## Stored data

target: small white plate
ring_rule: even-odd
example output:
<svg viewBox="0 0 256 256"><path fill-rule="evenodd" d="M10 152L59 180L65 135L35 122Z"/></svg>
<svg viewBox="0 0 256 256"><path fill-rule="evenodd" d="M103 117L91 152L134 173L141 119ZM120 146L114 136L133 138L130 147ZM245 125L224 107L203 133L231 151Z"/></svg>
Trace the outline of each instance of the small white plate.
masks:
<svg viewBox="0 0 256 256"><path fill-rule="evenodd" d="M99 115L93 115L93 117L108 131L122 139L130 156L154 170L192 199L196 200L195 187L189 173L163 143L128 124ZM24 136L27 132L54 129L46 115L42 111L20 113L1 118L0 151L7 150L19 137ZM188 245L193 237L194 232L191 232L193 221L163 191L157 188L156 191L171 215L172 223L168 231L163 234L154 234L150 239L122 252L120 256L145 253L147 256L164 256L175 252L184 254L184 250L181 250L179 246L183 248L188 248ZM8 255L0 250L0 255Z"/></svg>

## The request
Can you format the listing above as a two-column CSV with the headers "request" and "mask", one row per request, putting each request's text and its answer in a single quoted field and turning any line breaks into spaces?

## Solution
request,mask
"target: small white plate ring_rule: even-odd example output: <svg viewBox=""0 0 256 256""><path fill-rule=""evenodd"" d=""M10 152L59 180L65 135L35 122Z""/></svg> <svg viewBox=""0 0 256 256""><path fill-rule=""evenodd"" d=""M103 117L91 152L134 173L141 119ZM120 146L114 136L133 138L130 147ZM245 125L224 107L203 133L231 151Z""/></svg> Trace the outline of each instance of the small white plate. masks:","<svg viewBox=""0 0 256 256""><path fill-rule=""evenodd"" d=""M99 115L93 115L93 117L108 131L122 139L130 156L154 170L192 199L196 200L195 187L189 173L163 143L128 124ZM24 136L27 132L54 129L46 115L42 111L20 113L1 118L0 151L7 150L19 137ZM188 245L193 237L194 232L191 232L193 221L163 191L157 188L156 191L171 215L172 223L168 231L163 234L154 234L150 239L122 252L120 256L145 253L147 256L164 256L175 252L184 254L184 250L181 250L179 246L183 248L188 248ZM8 255L0 250L0 255Z""/></svg>"